_EXERCISE GOAL_
Using the material that follows, say how many lines contain the string "instance". Answer with a number only.

_INFORMATION GIVEN_
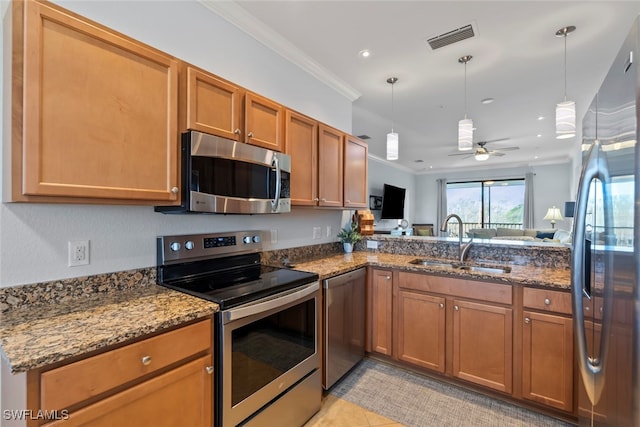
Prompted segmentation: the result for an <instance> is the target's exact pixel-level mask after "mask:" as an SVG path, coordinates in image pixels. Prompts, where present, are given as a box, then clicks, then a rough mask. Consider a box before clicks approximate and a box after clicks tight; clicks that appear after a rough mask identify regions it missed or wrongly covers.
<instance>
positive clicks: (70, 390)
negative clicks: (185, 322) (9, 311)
mask: <svg viewBox="0 0 640 427" xmlns="http://www.w3.org/2000/svg"><path fill="white" fill-rule="evenodd" d="M211 340H212V331H211V320H204V321H201V322H198V323H195V324H193V325H189V326H185V327H183V328H180V329H176V330H174V331H171V332H167V333H164V334H162V335H157V336H155V337H151V338H148V339H145V340H143V341H139V342H136V343H133V344H129V345H127V346H125V347H121V348H117V349H115V350H111V351H107V352H105V353H102V354H98V355H96V356H93V357H90V358H87V359H84V360H80V361H77V362H74V363H70V364H68V365H65V366H61V367H59V368H56V369H53V370H51V371H47V372H44V373H42V374H41V376H40V400H41V401H40V407H41V408H43V409H47V410H60V409H64V408H68V407H69V406H70V405H73V404H75V403H78V402H81V401H83V400H85V399H88V398H90V397H93V396H97V395H99V394H100V393H104V392H106V391H108V390H110V389H113V388H115V387H117V386H119V385H122V384H126V383H127V382H130V381H133V380H135V379H137V378H139V377H142V376H143V375H146V374H149V373H151V372H154V371H157V370H158V369H161V368H164V367H166V366H169V365H171V364H173V363H176V362H178V361H180V360H183V359H186V358H187V357H189V356H192V355H194V354H197V353H200V352H205V351H209V350H210V348H211Z"/></svg>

_EXERCISE ANSWER_
2